*** Opening of SELECTED EXTRACT ***
Personal information
- Full name: Danielle Goldstein-Waldman
- Nickname: Dani
- Nationality: American, Israeli
- Born: Danielle Lily Goldstein February 6, 1985 (age 41) New York, New York, U.S.
- Education: Duke University
- Occupation: Show jumper
- Spouse: Alan Waldman

Sport
- Country: Israel
- Sport: Equestrian
- Turned pro: 2012

= Danielle G. Waldman =

American-Israeli show jumper (born 1985)

Danielle "Dani" Goldstein-Waldman (born February 6, 1985) is an American-Israeli show jumper. In July 2019 Goldstein, as part of Israel's four-rider squad, qualified to represent Israel at the 2020 Summer Olympics in Tokyo.

==Early and personal life==
Danielle Goldstein is a native New Yorker who grew up on the Upper East Side in Manhattan in New York City. Her parents were professional squash players, with her father Stuart ranked number one in the world and her mother nationally ranked in squash, and her father now works in real estate. She is Jewish, and felt drawn to Israel after traveling there on a Bat Mitzvah trip, at the age of 12.
*** Close of SELECTED EXTRACT ***
*** Opening of DATASET ENTRIES ***
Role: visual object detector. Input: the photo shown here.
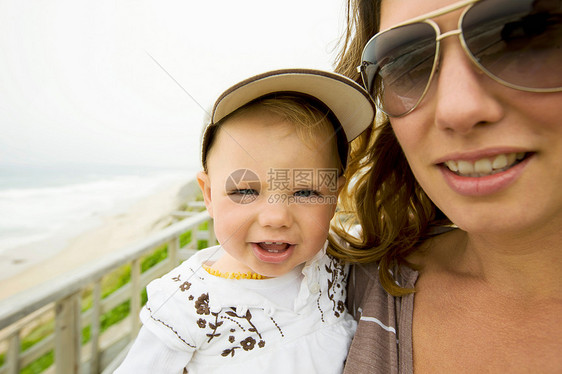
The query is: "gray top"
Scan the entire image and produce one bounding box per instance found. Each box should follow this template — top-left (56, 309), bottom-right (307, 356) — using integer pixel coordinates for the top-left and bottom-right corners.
top-left (344, 263), bottom-right (418, 374)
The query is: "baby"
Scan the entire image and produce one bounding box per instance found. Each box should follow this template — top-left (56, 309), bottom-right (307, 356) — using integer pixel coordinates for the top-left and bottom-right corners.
top-left (117, 69), bottom-right (374, 374)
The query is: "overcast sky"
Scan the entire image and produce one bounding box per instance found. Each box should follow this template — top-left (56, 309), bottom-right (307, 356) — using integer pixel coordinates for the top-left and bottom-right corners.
top-left (0, 0), bottom-right (344, 166)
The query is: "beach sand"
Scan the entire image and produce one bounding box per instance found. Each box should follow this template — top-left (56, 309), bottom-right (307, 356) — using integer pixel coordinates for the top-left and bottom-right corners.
top-left (0, 181), bottom-right (198, 300)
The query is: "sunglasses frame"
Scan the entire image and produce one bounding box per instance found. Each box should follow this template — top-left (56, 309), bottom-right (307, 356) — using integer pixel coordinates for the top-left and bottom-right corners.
top-left (357, 0), bottom-right (562, 118)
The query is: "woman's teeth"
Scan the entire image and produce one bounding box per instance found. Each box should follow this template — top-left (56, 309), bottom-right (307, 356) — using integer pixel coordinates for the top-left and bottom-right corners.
top-left (445, 152), bottom-right (525, 177)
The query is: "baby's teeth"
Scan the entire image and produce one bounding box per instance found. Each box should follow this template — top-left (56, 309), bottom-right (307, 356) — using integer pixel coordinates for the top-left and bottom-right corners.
top-left (492, 154), bottom-right (507, 169)
top-left (457, 161), bottom-right (474, 174)
top-left (474, 158), bottom-right (492, 174)
top-left (445, 161), bottom-right (459, 171)
top-left (507, 153), bottom-right (517, 165)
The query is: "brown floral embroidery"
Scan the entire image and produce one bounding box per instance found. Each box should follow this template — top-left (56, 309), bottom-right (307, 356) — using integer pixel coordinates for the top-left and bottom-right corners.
top-left (317, 257), bottom-right (346, 317)
top-left (195, 293), bottom-right (211, 315)
top-left (207, 313), bottom-right (224, 343)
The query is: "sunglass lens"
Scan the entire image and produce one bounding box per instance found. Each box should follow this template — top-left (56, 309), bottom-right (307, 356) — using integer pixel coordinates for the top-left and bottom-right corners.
top-left (363, 23), bottom-right (436, 116)
top-left (462, 0), bottom-right (562, 91)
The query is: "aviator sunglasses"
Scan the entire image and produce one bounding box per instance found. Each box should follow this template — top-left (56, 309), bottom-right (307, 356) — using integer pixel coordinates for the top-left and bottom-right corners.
top-left (358, 0), bottom-right (562, 117)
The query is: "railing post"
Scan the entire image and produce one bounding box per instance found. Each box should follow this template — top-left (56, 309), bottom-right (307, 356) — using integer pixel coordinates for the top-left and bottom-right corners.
top-left (6, 330), bottom-right (20, 374)
top-left (55, 292), bottom-right (82, 374)
top-left (90, 279), bottom-right (101, 374)
top-left (131, 258), bottom-right (141, 339)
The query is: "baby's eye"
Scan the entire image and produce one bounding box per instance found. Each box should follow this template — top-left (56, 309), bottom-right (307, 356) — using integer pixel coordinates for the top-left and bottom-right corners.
top-left (293, 190), bottom-right (320, 197)
top-left (228, 188), bottom-right (259, 204)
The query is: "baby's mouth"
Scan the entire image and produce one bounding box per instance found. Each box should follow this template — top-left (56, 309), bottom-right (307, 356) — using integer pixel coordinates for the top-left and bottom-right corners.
top-left (256, 242), bottom-right (291, 253)
top-left (443, 152), bottom-right (529, 178)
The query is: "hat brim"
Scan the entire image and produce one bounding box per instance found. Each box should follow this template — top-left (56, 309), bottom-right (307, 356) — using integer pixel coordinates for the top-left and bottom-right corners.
top-left (211, 69), bottom-right (375, 141)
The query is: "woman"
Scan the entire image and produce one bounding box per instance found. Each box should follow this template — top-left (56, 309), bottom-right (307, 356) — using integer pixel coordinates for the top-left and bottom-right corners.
top-left (330, 0), bottom-right (562, 373)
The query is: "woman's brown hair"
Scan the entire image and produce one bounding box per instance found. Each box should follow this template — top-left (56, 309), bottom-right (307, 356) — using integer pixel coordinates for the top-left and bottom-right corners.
top-left (331, 0), bottom-right (450, 295)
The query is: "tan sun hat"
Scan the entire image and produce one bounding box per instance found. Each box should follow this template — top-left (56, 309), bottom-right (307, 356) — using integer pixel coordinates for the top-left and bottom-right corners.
top-left (201, 69), bottom-right (375, 169)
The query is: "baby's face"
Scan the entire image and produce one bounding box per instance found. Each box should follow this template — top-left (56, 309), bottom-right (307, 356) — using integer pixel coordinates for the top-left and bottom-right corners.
top-left (202, 112), bottom-right (343, 277)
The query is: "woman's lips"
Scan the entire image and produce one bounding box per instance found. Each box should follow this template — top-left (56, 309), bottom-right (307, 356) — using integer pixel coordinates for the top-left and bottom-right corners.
top-left (251, 242), bottom-right (295, 264)
top-left (440, 153), bottom-right (533, 196)
top-left (443, 152), bottom-right (527, 177)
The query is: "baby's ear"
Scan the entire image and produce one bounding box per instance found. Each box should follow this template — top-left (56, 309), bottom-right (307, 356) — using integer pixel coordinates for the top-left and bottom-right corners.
top-left (197, 171), bottom-right (214, 218)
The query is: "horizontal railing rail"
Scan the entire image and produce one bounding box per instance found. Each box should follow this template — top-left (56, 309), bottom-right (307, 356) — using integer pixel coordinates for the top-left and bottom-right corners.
top-left (0, 211), bottom-right (216, 374)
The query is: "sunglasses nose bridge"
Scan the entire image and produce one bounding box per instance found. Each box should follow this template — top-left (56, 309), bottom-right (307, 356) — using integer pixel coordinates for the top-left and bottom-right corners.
top-left (436, 29), bottom-right (462, 42)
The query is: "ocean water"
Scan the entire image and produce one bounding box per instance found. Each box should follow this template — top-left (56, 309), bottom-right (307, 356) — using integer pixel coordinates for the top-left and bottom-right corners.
top-left (0, 165), bottom-right (195, 254)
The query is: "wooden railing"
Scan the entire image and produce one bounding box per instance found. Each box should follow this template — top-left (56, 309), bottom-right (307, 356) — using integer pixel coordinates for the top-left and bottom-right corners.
top-left (0, 212), bottom-right (216, 374)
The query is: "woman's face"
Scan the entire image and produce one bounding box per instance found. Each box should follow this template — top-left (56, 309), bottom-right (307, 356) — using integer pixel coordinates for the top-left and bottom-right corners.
top-left (381, 0), bottom-right (562, 235)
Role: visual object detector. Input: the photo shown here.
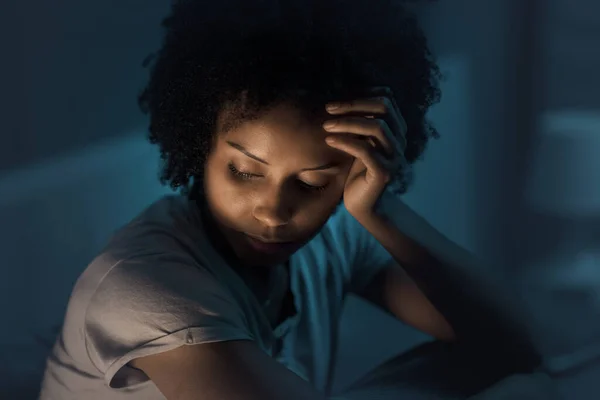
*** Close of DATASET ENTRIES ***
Reproduce word for word the part of the show jumper profile starting at "American-Israeli show jumper (born" and ending at "Olympics in Tokyo.".

SOLUTION TO THE EXERCISE:
American-Israeli show jumper (born 1985)

Danielle "Dani" Goldstein-Waldman (born February 6, 1985) is an American-Israeli show jumper. In July 2019 Goldstein, as part of Israel's four-rider squad, qualified to represent Israel at the 2020 Summer Olympics in Tokyo.